Congressional Republicans now have run into the same stubborn fact that tripped up President Clinton when he was in the health reform business two years ago: Americans are damned reluctant to give up the medical care they’ve got.
In last week’s Washington Post-ABC News Poll, two-thirds of those interviewed said they did not want to see Medicare changed - not to cut the budget deficit, not to help reduce taxes. Leave it alone, they say.
Unfortunately, the one thing that the country cannot do is leave Medicare alone. Everyone agrees that left unchanged, it will run out of money, or crowd out a lot of other important programs, or both.
The rhetoric from both parties is misleading. The Republicans claim they are changing Medicare in order to preserve it. The actuaries do say the Medicare trust fund will slip into deficit next year and could be exhausted by 2002. But that threat is perpetual. With people living longer and medical care becoming more expensive, the average Medicare recipient retiring this year will take $100,000 more in benefits out of Medicare than he or she paid in Medicare taxes. So every decade or so, the fund has to be replenished. The last such replenishment occurred in 1983, so we’re due. No big deal.
The Democrats claim that the Republicans are raiding Medicare to finance their proposed tax cut: $270 billion in Medicare savings to finance a $245 billion tax cut. It sounds plausible, because public funds can move from one account to the other. But the tax cut is a separate issue - not yet decided by Congress - and deserves to be dealt with on its merits.
The real problem is not the trust fund or the tax cut. It is that the growth in spending for health programs is devouring the federal budget. The presidential commission headed by Sen. Bob Kerrey, D-Neb., and former Sen. Jack Danforth, R-Mo., reported earlier this year that, unless current trends are changed, by 2010 or 2012 all federal revenues would be consumed by entitlement programs and interest on the national debt. Long before that point is reached, the country would face an agonizing choice between much higher taxes or vastly reduced government services.

* _Exercise goal_: Write the next few paragraphs of the column on Medicare reform, picking up after its last sentence. The entries that follow have nothing to do with the Medicare column and stand as separate material.

* _Supplied information_:
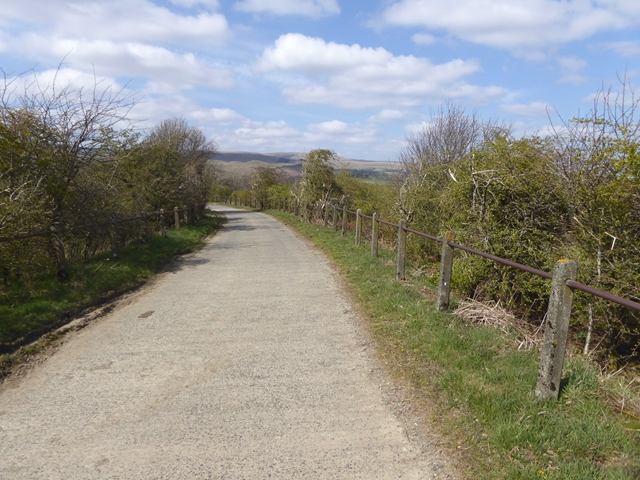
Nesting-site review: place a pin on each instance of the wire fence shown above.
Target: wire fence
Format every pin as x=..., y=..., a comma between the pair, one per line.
x=59, y=244
x=563, y=282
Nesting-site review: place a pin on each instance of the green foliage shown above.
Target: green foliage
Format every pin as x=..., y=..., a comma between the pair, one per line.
x=318, y=182
x=48, y=302
x=480, y=388
x=533, y=201
x=267, y=185
x=70, y=157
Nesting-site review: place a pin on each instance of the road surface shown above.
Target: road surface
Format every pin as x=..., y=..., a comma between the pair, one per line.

* _Answer for the task_:
Because the big health care programs - Medicare and Medicaid - are the fastest-rising entitlements, savings must be found there. The Republican approach is more serious than the Democratic in two respects.
The House Republican plan phases out taxpayer subsidies of Medicare Part B premiums for upper-income retirees. Part B is the optional program that insures seniors for their doctor bills. The GOP plan eliminates subsidies for individuals with incomes over $100,000 and couples over $175,000.
Democrats are suggesting no such plan, on the grounds they can get by without it. But that is doubly wrong. The Medicare B subsidy comes from ordinary taxes. And there is no good reason why a working couple making $40,000 a year should be subsidizing insurance for retirees living off three times as much. Besides, it is very important to establish now the principle of means-testing, because reducing the benefits for those who don’t really need them is an essential step to reining in the runaway costs of all the entitlements.
Second, the Republican approach comes closer to the scale of change the country needs. Congressional Democrats and President Clinton have suggested a $90 billion fix. That sounds a lot more comfortable and less disruptive than the Republican proposal, which is three times that size. But the modesty of the Democratic offer could have serious long-term consequences.
Rep. Bill Thomas, R-Calif., chairman of the House Ways and Means health subcommittee, points to some estimates given the committee recently by Guy King, formerly chief actuary for the federal agency that runs Medicare and Medicaid. The King figures were confirmed for me by current administration experts, with all the usual caveats about the uncertainty of trends.
King says the Democrats are correct in claiming that their $90-billion solution would keep the Medicare trust fund solvent until 2006. But in 2010, the last year the Republican plan would keep the trust fund in the black, he says, the Democrats would leave it $309 billion in the red.
That date is terribly important, because 2010 is the year the huge wave of baby boomer retirees really hits. Everyone acknowledges further changes in Medicare will be needed by then. But, as Thomas points out, it is one thing to be dealing with the retiree wave from a position of fiscal parity; it is much harder to do it when you are already $300 billion in arrears.
The Republican plan is far from perfect. But the Republicans are right to eliminate the subsidies for the affluent. And they are right in saying this is a big problem which requires a big fix - not a Band-Aid.